Please copy the material from the line with "find red brick wall" to the line with "171,218 -> 211,236", swapping "white barrier" for "white fence" and leaving everything else unchanged. Omit the pictures.
===== EXCERPTED RECORDS
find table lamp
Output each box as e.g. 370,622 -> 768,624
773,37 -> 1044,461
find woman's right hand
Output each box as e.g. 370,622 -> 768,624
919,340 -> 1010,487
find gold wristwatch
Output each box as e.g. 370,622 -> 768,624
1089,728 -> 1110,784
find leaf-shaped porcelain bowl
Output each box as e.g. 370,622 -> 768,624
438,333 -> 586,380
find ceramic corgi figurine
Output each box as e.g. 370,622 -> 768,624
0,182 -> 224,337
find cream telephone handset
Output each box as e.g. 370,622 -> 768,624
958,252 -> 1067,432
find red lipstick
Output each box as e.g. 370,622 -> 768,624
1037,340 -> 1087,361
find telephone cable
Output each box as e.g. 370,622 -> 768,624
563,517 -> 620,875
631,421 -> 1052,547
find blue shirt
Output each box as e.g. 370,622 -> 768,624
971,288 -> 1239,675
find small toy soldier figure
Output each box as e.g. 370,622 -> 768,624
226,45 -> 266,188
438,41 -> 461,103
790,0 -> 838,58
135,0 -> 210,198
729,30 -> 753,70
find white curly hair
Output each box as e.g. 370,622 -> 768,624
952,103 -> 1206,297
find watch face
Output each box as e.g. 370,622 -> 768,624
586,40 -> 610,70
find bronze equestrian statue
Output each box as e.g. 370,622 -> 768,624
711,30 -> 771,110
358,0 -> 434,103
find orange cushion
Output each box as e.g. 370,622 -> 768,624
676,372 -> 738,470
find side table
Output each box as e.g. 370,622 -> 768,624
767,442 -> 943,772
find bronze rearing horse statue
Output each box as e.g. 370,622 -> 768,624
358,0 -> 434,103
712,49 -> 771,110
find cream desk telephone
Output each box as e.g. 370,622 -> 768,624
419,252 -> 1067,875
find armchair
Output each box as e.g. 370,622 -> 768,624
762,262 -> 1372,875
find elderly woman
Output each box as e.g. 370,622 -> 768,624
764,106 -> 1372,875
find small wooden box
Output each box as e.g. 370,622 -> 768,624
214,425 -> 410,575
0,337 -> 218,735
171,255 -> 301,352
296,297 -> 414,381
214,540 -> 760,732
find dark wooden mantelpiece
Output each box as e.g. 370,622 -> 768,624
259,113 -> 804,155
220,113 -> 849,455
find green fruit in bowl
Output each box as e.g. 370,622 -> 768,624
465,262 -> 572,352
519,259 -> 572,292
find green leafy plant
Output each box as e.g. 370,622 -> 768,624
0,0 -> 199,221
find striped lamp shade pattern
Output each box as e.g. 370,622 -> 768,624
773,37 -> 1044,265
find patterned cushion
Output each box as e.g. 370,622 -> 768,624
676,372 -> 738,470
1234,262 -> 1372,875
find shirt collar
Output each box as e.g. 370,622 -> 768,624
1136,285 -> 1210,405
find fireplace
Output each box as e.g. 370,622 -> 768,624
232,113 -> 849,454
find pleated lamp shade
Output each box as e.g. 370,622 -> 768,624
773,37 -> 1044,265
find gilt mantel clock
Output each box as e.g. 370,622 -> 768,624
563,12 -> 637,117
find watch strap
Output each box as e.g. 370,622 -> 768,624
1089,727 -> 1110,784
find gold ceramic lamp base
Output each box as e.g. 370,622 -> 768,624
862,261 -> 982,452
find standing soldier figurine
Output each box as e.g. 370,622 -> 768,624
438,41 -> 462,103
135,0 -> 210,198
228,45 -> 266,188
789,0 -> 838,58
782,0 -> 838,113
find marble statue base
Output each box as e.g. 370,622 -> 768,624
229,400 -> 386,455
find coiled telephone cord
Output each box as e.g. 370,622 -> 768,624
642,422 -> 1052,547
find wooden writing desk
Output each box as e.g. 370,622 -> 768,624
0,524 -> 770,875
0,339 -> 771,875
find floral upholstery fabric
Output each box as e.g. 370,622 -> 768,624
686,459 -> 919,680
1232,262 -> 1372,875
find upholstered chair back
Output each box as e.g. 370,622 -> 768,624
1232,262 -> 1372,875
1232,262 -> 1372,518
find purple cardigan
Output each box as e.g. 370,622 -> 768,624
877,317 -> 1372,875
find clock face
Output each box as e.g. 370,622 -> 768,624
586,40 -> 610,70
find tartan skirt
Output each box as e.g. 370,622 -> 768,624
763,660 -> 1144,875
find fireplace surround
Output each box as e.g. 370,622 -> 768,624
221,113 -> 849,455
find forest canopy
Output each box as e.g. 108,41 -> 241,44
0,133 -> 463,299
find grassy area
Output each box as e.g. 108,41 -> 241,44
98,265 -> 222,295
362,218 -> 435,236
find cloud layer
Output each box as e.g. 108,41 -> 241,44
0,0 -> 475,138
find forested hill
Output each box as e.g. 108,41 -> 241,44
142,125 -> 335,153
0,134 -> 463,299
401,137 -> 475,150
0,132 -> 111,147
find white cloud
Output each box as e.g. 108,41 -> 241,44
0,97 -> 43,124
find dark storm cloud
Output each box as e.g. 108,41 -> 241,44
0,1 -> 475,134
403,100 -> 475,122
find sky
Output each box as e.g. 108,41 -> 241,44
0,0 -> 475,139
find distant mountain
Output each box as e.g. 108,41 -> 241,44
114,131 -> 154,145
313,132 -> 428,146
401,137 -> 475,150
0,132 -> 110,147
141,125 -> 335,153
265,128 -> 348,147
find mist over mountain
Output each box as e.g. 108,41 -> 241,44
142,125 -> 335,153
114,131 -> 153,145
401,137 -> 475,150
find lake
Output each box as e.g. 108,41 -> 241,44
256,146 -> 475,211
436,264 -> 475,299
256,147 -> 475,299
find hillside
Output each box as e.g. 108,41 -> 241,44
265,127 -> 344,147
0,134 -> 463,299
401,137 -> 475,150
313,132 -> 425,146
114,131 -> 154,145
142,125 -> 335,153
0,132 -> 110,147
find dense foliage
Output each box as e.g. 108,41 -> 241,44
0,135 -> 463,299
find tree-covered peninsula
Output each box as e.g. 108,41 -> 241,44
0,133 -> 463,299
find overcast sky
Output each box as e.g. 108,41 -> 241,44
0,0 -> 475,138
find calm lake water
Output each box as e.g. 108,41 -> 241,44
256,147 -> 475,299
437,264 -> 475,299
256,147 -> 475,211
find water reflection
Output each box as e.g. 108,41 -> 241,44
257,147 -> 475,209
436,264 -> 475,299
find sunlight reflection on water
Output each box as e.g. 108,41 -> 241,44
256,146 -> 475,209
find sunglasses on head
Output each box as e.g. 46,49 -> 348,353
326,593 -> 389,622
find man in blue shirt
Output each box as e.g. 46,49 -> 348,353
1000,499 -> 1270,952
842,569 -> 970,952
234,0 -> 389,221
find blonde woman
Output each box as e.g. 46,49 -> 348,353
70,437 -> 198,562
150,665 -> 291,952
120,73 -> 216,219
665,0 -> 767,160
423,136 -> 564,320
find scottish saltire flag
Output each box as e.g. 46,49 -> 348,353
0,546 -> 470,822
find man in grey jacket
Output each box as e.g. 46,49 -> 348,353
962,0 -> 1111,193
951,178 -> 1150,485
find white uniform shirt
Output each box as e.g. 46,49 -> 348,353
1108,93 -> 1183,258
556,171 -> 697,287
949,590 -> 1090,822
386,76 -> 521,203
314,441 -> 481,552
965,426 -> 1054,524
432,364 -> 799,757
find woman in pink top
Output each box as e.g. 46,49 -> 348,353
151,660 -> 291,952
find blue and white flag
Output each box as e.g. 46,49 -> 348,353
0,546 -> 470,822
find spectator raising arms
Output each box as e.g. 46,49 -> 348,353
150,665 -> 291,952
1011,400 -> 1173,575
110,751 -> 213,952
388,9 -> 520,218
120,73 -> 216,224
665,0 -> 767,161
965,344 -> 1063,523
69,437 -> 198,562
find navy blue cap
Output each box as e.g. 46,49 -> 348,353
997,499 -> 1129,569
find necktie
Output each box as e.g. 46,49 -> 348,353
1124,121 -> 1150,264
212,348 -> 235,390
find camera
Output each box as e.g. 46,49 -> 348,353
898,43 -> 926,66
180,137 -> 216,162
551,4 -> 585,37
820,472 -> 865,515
==========
===== EXCERPTED RECORDS
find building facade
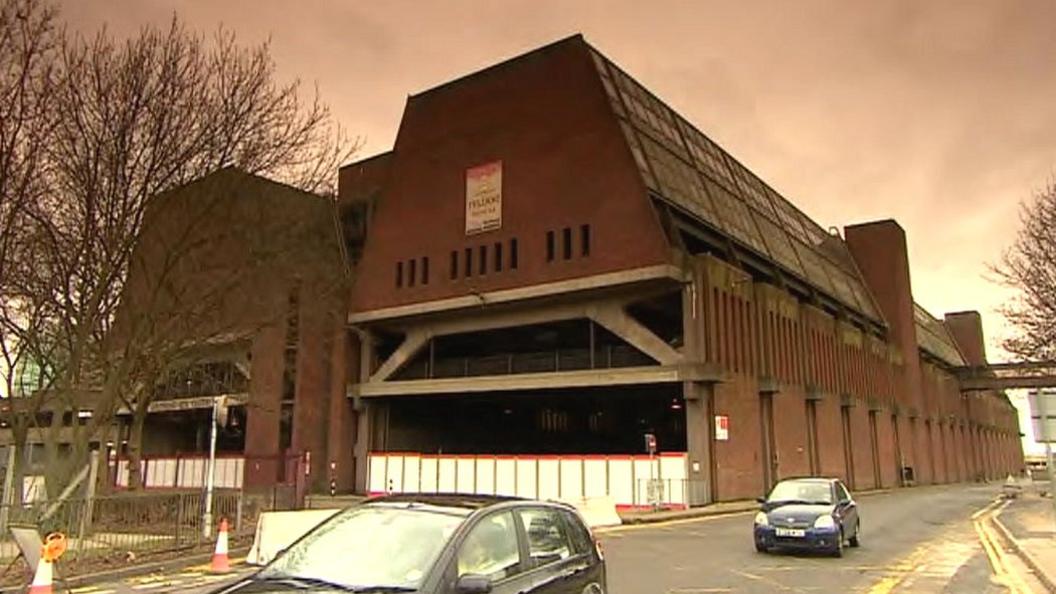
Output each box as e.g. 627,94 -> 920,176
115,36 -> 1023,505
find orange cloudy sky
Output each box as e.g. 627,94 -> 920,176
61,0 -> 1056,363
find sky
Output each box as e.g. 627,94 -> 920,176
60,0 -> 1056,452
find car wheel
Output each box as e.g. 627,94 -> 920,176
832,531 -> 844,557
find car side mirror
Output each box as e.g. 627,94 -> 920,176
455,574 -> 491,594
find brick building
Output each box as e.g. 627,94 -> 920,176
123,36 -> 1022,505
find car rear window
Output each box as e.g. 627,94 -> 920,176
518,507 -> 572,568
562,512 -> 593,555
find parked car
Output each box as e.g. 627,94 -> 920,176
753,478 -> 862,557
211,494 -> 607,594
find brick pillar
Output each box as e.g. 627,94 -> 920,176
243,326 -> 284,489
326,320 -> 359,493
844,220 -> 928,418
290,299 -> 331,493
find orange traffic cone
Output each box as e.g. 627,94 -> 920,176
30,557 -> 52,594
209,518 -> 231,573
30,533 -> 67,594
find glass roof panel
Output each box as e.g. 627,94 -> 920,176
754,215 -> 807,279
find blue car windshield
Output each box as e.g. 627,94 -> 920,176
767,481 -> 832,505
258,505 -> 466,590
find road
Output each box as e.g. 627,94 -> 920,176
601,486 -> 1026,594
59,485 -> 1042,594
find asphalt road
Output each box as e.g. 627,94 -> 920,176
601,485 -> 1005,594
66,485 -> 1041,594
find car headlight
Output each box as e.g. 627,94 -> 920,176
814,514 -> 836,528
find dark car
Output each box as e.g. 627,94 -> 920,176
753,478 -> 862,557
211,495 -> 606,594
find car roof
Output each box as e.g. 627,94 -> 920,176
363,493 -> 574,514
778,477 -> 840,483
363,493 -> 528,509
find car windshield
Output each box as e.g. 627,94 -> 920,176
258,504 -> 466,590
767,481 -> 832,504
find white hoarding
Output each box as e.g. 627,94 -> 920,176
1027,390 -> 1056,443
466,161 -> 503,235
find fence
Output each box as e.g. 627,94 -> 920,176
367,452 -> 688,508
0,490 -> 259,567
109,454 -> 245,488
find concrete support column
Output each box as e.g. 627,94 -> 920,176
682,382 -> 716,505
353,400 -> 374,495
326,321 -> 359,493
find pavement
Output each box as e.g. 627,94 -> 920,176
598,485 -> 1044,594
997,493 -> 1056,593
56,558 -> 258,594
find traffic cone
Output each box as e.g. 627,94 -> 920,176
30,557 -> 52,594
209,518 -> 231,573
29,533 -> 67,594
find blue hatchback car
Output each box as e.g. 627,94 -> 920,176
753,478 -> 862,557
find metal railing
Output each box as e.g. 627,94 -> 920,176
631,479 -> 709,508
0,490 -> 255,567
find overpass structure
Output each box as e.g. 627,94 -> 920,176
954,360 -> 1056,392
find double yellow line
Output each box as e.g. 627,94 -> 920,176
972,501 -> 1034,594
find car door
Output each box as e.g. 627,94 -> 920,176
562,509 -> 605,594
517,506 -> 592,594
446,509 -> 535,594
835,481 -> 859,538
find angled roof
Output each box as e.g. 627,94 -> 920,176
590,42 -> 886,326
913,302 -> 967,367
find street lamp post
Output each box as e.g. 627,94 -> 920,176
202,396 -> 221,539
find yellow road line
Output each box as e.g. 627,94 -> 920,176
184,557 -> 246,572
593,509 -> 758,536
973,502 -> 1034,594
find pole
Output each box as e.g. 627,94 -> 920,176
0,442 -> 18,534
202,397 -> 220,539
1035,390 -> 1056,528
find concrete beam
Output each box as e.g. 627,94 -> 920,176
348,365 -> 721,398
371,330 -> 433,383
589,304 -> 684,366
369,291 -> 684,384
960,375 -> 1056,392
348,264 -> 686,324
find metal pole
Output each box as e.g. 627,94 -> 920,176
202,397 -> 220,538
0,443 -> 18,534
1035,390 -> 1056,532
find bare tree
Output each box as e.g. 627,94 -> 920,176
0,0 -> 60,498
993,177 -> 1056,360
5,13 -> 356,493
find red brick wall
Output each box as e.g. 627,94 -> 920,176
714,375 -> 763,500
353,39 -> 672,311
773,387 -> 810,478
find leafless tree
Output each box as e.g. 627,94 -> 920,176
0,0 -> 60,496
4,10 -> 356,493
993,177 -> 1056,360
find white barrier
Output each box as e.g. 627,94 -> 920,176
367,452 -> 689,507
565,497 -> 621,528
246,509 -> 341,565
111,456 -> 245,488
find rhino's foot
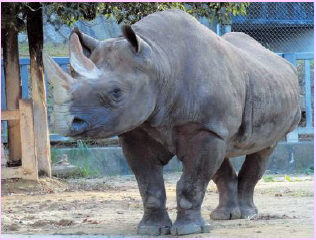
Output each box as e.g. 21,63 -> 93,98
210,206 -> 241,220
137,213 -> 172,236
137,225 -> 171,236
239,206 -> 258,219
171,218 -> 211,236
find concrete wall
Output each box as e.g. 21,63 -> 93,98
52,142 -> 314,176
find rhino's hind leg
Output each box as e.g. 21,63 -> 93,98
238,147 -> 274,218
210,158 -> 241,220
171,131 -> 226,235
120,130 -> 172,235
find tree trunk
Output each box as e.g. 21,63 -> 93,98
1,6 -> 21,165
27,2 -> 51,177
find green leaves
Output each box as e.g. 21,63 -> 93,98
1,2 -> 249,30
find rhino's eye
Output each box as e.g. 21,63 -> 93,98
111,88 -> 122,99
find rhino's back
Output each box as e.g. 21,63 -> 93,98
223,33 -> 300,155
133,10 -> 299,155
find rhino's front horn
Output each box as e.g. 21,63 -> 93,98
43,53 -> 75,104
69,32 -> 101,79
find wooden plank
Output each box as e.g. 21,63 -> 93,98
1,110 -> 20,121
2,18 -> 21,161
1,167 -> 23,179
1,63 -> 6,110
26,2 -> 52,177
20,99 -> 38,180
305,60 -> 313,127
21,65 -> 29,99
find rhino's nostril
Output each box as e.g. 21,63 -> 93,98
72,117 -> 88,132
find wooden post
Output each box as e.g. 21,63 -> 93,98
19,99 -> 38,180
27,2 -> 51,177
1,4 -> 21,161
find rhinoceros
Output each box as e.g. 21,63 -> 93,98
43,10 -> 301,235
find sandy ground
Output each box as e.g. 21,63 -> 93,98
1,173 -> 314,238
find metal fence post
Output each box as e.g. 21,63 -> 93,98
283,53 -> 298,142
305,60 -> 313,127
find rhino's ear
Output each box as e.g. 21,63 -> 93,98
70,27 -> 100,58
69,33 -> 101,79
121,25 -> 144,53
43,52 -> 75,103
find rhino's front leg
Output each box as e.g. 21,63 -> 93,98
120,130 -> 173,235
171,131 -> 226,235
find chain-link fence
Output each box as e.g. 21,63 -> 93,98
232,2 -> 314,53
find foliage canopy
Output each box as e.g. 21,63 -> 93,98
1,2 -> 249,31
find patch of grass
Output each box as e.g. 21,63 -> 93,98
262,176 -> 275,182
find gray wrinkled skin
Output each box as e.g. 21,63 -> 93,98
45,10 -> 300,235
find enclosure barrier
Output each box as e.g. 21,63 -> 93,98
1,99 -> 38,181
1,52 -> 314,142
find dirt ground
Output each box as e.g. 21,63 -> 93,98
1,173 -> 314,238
==========
===== EXCERPTED RECORDS
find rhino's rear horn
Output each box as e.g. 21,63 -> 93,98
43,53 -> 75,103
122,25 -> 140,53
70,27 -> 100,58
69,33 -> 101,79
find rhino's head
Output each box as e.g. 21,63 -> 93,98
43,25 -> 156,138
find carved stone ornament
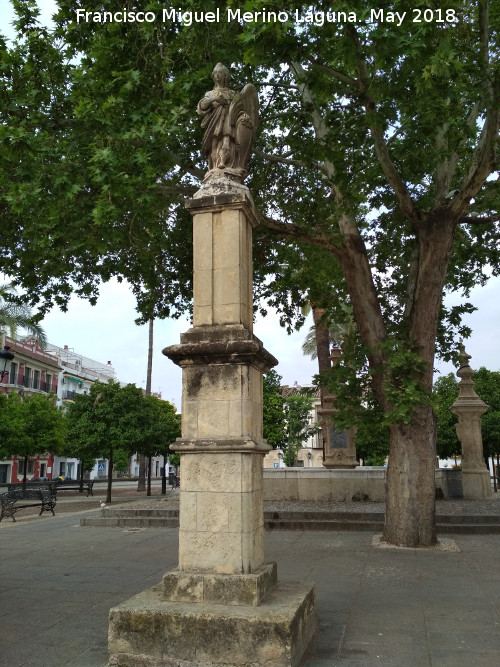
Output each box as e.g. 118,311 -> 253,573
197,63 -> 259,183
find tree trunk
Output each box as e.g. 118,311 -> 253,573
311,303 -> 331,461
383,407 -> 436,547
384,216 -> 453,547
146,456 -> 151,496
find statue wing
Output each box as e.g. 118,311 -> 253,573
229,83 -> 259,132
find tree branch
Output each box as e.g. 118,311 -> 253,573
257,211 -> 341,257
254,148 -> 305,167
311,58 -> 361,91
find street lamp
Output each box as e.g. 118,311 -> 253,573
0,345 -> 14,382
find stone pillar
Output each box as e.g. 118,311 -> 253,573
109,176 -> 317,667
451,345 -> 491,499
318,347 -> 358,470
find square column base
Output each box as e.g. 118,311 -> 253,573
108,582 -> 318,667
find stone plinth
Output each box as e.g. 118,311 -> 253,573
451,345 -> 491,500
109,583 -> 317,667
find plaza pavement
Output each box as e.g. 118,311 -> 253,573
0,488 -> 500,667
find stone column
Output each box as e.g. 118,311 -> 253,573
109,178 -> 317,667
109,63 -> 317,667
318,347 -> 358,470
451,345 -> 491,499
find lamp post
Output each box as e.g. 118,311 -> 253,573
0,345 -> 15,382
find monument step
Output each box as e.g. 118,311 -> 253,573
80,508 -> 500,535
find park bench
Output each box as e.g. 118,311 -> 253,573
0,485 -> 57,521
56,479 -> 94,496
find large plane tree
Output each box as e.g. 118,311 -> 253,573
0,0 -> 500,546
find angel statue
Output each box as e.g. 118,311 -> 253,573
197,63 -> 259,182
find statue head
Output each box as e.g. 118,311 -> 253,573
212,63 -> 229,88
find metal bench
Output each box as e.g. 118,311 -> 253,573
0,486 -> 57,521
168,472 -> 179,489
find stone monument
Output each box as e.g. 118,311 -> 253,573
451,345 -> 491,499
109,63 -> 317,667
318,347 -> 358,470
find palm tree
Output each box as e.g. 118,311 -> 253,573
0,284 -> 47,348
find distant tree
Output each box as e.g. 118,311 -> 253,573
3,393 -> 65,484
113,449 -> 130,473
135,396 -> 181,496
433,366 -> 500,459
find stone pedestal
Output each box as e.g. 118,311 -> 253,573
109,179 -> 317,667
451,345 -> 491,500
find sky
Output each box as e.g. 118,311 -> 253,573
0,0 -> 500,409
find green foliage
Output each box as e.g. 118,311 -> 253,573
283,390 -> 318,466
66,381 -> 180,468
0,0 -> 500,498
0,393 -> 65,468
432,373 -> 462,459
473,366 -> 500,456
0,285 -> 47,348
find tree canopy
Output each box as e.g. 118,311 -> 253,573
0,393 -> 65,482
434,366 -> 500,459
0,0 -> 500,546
==========
**ANSWER TO THIS PROBLEM**
find red brick wall
Output each box as e.g. 627,94 -> 920,176
714,375 -> 763,500
353,39 -> 672,311
773,387 -> 810,478
find leafless tree
Output each box as e.g. 627,94 -> 920,176
0,0 -> 60,496
4,10 -> 356,493
993,177 -> 1056,360
find white fence
Output each box as e.g. 627,94 -> 920,176
367,452 -> 689,507
565,497 -> 621,528
246,509 -> 341,565
111,456 -> 245,488
find rhino's foot
Output each box as e.g. 21,63 -> 93,98
210,206 -> 241,220
137,213 -> 172,236
137,225 -> 171,236
239,206 -> 258,219
171,218 -> 211,236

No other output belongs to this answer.